■ **AIM OF THE TASK**:
Reproduce the records verbatim, starting at the line that contains "Target = bare shoulder" and ending at the line that contains "(1226, 695)", both included.

┌──

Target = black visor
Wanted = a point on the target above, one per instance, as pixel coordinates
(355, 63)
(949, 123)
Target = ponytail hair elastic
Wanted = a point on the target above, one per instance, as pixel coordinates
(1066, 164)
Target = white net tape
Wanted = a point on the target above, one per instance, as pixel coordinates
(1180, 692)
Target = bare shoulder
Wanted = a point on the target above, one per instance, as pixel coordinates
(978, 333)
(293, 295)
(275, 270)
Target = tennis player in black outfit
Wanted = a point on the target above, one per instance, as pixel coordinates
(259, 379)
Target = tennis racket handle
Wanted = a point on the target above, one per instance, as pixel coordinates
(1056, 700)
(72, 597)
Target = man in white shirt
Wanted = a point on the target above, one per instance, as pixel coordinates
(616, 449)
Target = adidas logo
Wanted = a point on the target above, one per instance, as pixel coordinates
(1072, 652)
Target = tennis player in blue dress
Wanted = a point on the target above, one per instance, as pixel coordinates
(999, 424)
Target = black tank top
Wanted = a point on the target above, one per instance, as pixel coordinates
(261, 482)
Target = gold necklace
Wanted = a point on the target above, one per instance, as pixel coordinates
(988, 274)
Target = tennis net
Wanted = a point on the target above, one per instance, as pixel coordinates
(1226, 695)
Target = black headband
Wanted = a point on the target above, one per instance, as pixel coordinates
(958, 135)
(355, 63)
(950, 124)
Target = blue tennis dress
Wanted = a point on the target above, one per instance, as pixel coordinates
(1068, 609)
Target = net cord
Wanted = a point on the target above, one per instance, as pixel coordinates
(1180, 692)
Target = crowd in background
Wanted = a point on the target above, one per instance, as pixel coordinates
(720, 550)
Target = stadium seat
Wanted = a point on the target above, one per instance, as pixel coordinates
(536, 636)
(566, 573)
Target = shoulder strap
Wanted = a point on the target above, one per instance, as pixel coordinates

└──

■ **ANSWER FOR THE TASK**:
Target = bare shoulder
Wanted = a point on the target above, one per instance, as pixel coordinates
(978, 333)
(293, 295)
(275, 270)
Target = tennis player in black outfit
Wanted = a point on the target above, one per instance, as pixel coordinates
(259, 379)
Target = tennis racket handle
Wanted = a point on the target above, one per instance, as pixel coordinates
(1056, 700)
(72, 597)
Target = man in white shirt
Wanted = a point on the target above, one per instance, as pixel coordinates
(616, 449)
Target = adidas logo
Wanted = a point on the target above, one per instance, as pixel coordinates
(1072, 652)
Target = tennis player in blue dress
Wanted = a point on the target above, one per instance, as pixel coordinates
(999, 424)
Target = black tank top
Wanted = a point on the target above, one per instance, as pixel coordinates
(261, 482)
Target = gold necklace
Wanted = a point on the target above, one per instance, as pixel coordinates
(988, 274)
Target = tennis net
Wanted = a point on the target above, one per instance, as pixel coordinates
(1226, 695)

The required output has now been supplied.